Tasks for this exercise:
A – In the G35.20 passage, on what date was G35.20-0.74 N observed with the JVLA?
B – Copy word for word the stretch of the G35.20 passage from "In Fig. 1, we" through "is about 2'.".
--- Exercise text ---
In this context, here we present JVLA and ALMA observations of the massive-star-forming region G35.20-0.74 N (G35.20 hereafter). The high spatial and spectral resolution enabled an in-depth investigation of the turbulence. The paper is organized as follows. Section 2 presents observations and data. Section 3 gives an overview of G35.20 with both previous and our new observations. Section 4 describes fitting to NH3 lines and results. Section 5 discusses the implications of our results in the context of star formation. In Sect. 6, we summarize our main findings.

2 Observations and data

2.1 JVLA

In Fig. 1, we observed G35.20-0.74 N (RA (J2000), Dec (J2000): 18:58:13.00, 01:40:36.00) using JVLA in its D configuration at K band on 2013 May 23 (project ID: 13A-373, PI: Ke Wang). The WIDAR correlator (Perley et al. 2011) was tuned to cover NH3 inversion transition lines from (1,1) to (7,7) at approximately 23.7–25.7 GHz, with a spectral resolution of 15.625 kHz (about 0.2 km s−1). At the same time, 15 sub-bands of 128 MHz are used to cover the continuum. The VLA primary beam at K band is about 2'.
--- Data provided ---
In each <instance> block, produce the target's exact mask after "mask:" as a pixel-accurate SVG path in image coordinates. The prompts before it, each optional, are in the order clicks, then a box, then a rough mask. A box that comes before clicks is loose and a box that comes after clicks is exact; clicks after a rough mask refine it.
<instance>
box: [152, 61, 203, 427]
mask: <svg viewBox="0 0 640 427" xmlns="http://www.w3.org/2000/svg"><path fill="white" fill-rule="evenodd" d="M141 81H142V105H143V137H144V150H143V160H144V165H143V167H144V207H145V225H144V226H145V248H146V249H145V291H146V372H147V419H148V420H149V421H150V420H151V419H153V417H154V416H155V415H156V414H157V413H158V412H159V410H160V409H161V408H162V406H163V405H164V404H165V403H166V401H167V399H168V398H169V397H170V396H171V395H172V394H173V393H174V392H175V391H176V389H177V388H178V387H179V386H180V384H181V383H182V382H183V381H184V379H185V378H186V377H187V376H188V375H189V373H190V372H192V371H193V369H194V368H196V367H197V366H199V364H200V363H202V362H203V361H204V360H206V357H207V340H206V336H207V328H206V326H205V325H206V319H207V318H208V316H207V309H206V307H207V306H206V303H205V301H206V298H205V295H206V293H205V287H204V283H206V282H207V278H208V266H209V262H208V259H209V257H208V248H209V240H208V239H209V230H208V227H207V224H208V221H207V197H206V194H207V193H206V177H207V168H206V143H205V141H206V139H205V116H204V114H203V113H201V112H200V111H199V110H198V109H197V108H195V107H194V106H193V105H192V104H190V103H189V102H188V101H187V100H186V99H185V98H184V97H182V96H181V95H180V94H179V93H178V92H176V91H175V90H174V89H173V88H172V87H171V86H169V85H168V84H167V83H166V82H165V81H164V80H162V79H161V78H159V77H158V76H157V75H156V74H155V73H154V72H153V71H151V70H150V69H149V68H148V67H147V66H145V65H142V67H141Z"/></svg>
---
Outputs for the tasks:
A – 2013 May 23

B –
In Fig. 1, we observed G35.20-0.74 N (RA (J2000), Dec (J2000): 18:58:13.00, 01:40:36.00) using JVLA in its D configuration at K band on 2013 May 23 (project ID: 13A-373, PI: Ke Wang). The WIDAR correlator (Perley et al. 2011) was tuned to cover NH3 inversion transition lines from (1,1) to (7,7) at approximately 23.7–25.7 GHz, with a spectral resolution of 15.625 kHz (about 0.2 km s−1). At the same time, 15 sub-bands of 128 MHz are used to cover the continuum. The VLA primary beam at K band is about 2'.